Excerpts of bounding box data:
━━━

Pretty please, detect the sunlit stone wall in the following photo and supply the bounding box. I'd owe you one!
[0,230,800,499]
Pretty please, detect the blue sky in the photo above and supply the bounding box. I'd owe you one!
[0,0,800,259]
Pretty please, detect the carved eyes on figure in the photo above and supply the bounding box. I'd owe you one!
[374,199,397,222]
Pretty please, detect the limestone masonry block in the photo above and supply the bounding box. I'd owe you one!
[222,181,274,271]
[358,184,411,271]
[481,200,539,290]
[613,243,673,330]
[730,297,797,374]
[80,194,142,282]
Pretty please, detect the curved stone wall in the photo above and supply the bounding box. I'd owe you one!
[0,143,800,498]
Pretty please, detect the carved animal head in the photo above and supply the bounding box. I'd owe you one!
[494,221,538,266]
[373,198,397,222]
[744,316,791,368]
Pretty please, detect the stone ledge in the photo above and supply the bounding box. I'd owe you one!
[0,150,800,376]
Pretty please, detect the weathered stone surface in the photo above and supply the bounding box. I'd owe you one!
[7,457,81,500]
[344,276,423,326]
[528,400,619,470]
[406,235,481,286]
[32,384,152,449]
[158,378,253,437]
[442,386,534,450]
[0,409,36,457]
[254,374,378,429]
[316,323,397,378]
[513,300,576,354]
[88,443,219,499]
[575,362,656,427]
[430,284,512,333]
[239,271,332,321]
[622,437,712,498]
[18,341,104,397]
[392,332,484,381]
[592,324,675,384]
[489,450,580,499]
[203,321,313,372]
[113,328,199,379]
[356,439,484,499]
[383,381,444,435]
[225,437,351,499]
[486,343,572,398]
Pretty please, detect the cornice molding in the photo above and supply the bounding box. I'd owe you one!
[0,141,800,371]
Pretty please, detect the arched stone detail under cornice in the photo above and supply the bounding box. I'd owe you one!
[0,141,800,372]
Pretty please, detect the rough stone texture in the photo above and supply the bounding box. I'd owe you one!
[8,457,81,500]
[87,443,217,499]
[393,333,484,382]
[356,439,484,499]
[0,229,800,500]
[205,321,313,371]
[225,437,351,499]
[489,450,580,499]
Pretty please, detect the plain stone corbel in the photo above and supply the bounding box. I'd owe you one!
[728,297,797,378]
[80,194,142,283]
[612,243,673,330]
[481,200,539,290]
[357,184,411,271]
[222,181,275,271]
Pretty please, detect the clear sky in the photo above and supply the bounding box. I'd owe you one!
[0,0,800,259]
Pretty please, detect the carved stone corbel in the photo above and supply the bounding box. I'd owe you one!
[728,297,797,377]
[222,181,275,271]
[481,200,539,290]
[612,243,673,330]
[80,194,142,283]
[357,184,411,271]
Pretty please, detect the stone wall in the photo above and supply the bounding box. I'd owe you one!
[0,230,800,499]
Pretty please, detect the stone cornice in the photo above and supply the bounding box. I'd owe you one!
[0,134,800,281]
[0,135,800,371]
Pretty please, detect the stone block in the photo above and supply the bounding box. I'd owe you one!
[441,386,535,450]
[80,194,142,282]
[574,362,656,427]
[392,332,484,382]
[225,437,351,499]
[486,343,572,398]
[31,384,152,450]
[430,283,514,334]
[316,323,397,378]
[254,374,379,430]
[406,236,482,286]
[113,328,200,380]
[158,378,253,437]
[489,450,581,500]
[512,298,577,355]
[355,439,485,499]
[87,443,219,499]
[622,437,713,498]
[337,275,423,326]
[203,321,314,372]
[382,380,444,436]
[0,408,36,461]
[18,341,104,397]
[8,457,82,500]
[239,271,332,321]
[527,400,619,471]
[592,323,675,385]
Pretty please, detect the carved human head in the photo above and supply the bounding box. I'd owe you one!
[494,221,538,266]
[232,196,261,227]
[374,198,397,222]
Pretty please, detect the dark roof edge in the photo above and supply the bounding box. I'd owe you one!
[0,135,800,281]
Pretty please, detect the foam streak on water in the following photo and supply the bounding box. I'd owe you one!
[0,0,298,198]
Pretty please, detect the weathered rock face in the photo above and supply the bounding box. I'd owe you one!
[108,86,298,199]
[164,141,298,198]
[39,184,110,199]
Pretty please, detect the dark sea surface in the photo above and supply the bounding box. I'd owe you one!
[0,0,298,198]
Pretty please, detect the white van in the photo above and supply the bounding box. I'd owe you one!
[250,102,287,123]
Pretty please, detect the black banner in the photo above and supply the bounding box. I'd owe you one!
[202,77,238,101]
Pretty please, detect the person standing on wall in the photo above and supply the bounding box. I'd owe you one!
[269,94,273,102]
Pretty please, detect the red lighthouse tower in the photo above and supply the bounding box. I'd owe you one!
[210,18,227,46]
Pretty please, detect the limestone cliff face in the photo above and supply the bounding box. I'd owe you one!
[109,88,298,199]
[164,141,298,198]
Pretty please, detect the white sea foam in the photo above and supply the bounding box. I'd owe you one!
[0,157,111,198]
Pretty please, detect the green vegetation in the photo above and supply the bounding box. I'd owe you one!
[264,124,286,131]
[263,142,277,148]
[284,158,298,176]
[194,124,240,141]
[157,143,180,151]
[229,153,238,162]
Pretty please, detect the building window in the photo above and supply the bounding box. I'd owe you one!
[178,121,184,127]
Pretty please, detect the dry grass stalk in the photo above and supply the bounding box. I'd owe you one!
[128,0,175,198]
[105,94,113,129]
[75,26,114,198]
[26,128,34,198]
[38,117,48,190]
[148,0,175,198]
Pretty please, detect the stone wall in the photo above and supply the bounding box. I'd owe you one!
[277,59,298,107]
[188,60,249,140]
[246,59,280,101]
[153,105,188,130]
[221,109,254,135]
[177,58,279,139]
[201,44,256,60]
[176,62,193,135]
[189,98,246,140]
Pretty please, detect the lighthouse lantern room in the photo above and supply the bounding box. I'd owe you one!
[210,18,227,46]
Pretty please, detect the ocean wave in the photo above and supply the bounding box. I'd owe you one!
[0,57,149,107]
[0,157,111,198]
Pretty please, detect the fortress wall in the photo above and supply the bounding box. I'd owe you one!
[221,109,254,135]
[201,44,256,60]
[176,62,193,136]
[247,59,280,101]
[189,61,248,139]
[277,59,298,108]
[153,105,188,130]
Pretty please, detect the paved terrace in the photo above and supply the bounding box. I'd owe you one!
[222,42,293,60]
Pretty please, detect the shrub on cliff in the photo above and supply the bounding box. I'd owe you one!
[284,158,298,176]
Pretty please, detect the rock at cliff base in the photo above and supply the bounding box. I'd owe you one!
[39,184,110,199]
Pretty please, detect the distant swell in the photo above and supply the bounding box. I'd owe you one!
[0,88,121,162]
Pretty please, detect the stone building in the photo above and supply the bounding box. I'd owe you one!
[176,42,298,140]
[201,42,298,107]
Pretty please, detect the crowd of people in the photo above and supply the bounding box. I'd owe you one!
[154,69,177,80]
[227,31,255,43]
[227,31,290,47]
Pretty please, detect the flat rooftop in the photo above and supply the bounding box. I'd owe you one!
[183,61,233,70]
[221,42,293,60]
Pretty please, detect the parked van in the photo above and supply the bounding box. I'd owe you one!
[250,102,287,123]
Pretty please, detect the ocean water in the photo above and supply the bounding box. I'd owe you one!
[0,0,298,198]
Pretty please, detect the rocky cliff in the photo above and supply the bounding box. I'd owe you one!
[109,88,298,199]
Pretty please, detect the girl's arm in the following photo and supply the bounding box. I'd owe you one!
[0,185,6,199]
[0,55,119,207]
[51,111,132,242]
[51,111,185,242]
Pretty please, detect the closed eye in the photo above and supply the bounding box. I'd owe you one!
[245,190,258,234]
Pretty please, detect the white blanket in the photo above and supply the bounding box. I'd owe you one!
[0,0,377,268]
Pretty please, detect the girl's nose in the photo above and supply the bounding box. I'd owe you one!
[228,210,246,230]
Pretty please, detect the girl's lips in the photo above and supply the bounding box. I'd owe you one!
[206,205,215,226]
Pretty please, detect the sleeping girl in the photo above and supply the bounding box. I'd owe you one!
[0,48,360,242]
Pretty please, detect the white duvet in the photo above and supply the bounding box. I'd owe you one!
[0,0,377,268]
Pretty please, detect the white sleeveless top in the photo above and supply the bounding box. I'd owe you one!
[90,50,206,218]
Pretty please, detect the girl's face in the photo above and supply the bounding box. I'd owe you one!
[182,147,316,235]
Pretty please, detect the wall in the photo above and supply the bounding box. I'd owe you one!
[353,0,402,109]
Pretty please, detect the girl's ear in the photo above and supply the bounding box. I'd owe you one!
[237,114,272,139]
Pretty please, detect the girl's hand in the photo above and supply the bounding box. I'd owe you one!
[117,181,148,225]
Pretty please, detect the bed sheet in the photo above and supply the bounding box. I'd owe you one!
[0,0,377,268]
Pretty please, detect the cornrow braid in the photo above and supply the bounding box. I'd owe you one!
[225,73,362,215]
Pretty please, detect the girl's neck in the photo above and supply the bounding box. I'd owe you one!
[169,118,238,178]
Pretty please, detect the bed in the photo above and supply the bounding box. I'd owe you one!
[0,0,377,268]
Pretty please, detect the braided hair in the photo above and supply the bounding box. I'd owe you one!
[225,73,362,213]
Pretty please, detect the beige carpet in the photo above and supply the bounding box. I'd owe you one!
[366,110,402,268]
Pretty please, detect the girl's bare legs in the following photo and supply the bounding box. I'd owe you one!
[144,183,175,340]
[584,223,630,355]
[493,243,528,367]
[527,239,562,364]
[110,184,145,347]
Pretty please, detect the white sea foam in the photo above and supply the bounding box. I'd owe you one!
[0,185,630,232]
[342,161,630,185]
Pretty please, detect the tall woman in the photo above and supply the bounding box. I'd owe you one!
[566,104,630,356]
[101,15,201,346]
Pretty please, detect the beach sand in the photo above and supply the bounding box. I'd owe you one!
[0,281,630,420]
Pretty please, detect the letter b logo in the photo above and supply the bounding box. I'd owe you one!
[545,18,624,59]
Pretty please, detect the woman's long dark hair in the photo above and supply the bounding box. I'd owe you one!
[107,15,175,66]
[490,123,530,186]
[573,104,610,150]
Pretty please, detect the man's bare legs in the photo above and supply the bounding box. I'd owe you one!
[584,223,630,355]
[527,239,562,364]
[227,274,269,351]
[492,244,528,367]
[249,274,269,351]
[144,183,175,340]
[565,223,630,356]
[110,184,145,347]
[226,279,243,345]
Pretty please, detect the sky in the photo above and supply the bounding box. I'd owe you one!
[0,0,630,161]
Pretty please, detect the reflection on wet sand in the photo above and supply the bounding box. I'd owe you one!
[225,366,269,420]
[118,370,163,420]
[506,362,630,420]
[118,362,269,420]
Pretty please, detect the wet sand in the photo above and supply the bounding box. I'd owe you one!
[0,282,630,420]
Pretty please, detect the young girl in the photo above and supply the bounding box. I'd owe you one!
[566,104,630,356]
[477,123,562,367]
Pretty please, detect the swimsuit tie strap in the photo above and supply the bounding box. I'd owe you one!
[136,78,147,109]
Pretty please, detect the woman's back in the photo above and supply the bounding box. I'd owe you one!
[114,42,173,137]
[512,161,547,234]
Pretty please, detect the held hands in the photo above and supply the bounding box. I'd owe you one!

━━━

◆ **SHORT EXERCISE**
Update the entries from the start through the line containing "[374,199,397,222]", replacing "blue sky" with "clear sky" and leaving everything else unchanged.

◆ **RESPONSE BELOW**
Pretty please, detect the sunlit stone wall in the following photo and supply the bounding box. I'd owe you one!
[0,230,800,499]
Pretty please, detect the clear sky in the photo above and supply the bounding box. I'd owe you one!
[0,0,800,259]
Pretty please, detect the carved eyes on figure in the photo above and supply the bounding box. I'd owe you one!
[374,199,397,222]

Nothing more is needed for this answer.